◆ INFORMATION SUPPLIED
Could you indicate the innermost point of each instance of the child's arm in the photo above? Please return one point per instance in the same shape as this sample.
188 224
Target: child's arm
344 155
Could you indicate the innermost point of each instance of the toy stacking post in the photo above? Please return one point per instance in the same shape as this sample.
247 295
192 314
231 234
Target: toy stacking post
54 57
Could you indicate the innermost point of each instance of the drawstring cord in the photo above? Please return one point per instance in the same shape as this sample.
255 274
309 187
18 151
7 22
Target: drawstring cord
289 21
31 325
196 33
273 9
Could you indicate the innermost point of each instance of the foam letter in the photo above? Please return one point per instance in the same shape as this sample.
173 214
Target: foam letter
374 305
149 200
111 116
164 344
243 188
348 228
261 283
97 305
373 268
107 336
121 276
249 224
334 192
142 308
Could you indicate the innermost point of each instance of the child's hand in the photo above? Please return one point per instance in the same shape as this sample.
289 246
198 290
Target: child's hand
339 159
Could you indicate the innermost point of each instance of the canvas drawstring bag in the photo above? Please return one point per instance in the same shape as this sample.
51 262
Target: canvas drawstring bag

◆ ACTIVITY
Reproduce all of the entries verbatim.

◆ RESPONSE AREA
Could you indicate the innermost point of each instance of the child's arm in the photo above? Please return one point per instance in the same shape as this sample.
188 224
Target: child's arm
344 155
Could you indicate the innermost point of each instance of the toy stacking post in the photo above? Please return one point per instance in the same shape as this sample.
247 295
192 314
231 234
Target: toy stacking post
54 57
Could you indicate the innermost point of each instance of the drawstring cord in the photo above? Please return one point per instance in the same shape as this sample.
255 274
309 187
18 151
7 22
Target: drawstring cord
289 21
31 325
196 33
273 9
Could you indicate the innermost point of each instance of the foam letter in the photo above? Please return one point per instance in the same shape as this sample.
173 214
Target: foam letter
374 305
149 200
111 116
164 344
243 188
348 228
261 283
97 305
373 268
107 336
121 276
249 224
334 192
142 308
Could you indicate the innermost point of each instance of the child's hand in the photo above? Please return one point per instance in the same shape as this sample.
289 246
198 290
Target: child's hand
339 159
Could you indicate the innermost point of each instance of the canvas drawstring bag in the photo above? Please return one point per instance in the same shape as this sample.
51 262
Target: canvas drawstring bag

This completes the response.